Reading passage
((

You
don’t get to pick your finest hour. However, you do get to chose how you live
in moment-to-moment.
I don’t know who said that, oh wait yes I do it was me!
Just now when I wrote that line that said; “You don’t get to pick your finest
hour. However, you do get to chose how you live moment-to- moment.” Quote,
credit due to me! Ha!
Anyway, so the social worker in me would love to sit and
tell you how you are better served to surround yourself with people that are
conducive to your goals and can help you facilitate the positive change in your
life that you want to see. In tandem with this effort you are tasked to drop
those from your life that seek to deter, distract or are generally unhelpful in
your goals.
But of course, much like the phrase uttered in the Count
of Monte Cristo (film) “It’s complicated.” Because what if those that do not
hold your best interests at heart are close to you? A wise person (pretty wise
at least) once told me “We could play the ‘what if’ game all day.” Meaning, if
you are holding on to someone based on the 0.0007% chance they will do the
right thing in regards to your welfare, well sir or madam you are sorely
mistaken. Statistically you are a fool. Therefore, in real life you are going
to be proven a fool.

))

Extracted records
((

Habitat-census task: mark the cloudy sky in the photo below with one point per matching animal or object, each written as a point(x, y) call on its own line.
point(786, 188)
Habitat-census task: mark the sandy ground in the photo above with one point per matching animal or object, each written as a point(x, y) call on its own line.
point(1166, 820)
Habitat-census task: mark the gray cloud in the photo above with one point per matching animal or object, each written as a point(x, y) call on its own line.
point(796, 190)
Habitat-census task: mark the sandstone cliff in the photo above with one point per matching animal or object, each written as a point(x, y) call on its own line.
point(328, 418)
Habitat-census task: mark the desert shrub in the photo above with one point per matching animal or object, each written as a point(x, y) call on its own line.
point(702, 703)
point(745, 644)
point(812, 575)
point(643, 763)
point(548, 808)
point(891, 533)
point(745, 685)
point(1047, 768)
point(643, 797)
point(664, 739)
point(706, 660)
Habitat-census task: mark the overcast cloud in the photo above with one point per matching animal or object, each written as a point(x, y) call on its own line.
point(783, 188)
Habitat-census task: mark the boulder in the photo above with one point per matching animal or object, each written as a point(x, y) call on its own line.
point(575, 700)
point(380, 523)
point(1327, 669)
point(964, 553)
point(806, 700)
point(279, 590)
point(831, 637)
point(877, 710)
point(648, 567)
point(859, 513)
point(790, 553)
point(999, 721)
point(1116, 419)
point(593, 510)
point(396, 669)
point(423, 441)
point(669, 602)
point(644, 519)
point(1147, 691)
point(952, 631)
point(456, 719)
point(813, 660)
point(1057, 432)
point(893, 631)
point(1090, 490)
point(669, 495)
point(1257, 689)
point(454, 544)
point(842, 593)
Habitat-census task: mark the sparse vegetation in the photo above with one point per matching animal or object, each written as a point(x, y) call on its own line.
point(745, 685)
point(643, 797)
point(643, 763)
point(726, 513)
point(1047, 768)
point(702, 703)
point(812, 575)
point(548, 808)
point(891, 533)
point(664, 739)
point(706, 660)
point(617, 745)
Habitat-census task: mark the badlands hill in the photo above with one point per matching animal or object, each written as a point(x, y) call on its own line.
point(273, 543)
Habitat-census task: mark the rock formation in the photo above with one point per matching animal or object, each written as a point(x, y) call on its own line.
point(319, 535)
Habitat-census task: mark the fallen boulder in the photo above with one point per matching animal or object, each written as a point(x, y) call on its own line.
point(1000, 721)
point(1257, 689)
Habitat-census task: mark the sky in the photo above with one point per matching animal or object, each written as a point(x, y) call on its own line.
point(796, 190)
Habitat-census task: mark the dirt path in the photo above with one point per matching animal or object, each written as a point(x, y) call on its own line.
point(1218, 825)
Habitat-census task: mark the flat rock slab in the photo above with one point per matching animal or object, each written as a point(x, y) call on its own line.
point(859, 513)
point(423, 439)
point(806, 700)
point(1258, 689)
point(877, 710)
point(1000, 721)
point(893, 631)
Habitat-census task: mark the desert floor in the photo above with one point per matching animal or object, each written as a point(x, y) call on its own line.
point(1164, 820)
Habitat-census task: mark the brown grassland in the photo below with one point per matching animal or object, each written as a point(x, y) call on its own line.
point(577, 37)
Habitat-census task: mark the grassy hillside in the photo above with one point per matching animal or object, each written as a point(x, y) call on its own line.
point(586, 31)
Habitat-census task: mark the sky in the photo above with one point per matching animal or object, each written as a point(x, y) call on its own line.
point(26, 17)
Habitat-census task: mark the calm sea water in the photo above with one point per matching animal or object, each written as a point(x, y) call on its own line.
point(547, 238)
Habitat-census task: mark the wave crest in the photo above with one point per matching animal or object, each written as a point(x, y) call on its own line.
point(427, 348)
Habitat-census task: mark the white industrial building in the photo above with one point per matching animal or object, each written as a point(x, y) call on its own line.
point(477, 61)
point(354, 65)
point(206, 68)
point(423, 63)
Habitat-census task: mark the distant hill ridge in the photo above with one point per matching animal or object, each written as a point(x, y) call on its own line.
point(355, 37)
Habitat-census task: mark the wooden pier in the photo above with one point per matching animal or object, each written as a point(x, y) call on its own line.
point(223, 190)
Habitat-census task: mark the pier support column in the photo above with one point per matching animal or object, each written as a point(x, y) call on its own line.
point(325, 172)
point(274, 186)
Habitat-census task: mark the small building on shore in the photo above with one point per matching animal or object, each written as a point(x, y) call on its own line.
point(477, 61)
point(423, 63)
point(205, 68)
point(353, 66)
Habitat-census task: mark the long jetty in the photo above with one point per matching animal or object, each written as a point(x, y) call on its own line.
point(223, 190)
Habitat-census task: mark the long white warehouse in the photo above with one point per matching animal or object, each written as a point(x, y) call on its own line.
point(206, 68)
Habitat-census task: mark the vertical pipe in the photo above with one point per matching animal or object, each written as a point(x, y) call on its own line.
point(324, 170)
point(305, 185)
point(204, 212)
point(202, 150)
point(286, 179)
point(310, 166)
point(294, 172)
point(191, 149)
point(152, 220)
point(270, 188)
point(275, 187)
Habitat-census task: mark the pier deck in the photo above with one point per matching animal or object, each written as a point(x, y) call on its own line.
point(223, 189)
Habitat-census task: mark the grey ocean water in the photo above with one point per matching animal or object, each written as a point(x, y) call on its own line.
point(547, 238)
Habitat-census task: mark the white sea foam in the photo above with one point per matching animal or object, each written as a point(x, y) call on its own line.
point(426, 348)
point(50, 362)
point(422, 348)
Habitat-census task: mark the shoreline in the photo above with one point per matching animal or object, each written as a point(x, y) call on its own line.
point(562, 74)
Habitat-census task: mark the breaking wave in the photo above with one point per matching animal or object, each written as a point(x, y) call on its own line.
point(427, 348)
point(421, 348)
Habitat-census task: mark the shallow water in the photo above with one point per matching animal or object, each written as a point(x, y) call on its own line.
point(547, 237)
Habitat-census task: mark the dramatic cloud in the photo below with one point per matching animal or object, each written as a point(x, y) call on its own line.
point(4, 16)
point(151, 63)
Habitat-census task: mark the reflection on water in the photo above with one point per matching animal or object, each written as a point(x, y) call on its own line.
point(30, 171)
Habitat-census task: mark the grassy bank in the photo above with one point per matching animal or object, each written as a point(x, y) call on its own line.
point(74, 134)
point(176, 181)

))

What is asked
In the passage on choosing how to live moment to moment, which film does the writer name as the source of the phrase "It's complicated"?

Answer to this task
The Count of Monte Cristo